WHAT YOU SHOULD DO » Report how many lines in the entries below contain the string "steel". Case counts. Give only the number.

STORED RECORDS »
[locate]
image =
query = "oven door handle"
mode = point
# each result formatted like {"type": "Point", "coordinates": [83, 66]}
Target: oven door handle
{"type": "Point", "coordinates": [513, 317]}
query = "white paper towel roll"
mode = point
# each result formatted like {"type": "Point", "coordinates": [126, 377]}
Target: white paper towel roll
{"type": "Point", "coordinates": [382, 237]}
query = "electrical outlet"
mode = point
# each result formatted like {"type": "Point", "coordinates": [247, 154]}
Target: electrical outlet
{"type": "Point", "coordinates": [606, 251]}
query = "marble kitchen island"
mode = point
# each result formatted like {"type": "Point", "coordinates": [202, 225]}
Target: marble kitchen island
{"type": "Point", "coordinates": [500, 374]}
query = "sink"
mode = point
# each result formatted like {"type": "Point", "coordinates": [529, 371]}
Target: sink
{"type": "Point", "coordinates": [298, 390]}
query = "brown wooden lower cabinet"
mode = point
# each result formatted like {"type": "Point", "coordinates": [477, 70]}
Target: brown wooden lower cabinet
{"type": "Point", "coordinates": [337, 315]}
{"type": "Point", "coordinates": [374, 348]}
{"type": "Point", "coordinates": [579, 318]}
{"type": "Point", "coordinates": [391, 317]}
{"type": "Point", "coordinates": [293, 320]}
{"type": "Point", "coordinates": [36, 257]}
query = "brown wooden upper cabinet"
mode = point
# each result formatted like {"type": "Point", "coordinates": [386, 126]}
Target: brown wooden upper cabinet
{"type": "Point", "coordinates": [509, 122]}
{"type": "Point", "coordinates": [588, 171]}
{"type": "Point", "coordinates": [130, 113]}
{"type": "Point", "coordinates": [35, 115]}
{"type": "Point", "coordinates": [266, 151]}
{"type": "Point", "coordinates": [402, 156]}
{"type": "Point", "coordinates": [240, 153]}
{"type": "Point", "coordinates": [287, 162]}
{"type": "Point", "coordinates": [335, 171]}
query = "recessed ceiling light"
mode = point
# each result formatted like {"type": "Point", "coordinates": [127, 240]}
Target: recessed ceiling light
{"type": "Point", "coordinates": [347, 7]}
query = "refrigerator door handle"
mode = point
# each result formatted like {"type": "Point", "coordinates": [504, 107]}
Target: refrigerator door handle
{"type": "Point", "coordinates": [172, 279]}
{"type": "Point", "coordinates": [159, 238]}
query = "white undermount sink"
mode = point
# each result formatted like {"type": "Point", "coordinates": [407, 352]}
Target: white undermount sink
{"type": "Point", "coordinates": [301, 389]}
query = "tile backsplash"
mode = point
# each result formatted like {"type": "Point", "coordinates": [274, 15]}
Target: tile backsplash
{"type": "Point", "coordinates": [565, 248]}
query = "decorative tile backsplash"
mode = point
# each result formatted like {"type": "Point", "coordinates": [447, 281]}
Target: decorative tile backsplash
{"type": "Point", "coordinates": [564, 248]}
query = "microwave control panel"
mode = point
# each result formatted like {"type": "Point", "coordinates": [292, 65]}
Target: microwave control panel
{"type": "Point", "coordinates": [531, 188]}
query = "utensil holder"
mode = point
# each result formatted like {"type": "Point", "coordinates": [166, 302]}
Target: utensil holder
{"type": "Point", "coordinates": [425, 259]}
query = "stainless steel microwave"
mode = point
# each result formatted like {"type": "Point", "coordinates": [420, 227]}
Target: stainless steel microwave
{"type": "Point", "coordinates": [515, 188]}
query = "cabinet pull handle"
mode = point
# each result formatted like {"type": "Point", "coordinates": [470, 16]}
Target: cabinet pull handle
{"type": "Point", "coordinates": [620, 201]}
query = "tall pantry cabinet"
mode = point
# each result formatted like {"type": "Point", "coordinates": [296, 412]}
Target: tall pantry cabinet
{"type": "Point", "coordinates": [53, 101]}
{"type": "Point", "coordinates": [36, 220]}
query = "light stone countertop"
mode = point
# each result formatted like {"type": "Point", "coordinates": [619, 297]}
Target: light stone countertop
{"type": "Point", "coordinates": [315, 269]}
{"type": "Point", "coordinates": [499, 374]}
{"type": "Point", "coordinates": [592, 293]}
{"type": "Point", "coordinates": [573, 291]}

EXERCISE RESULT » 2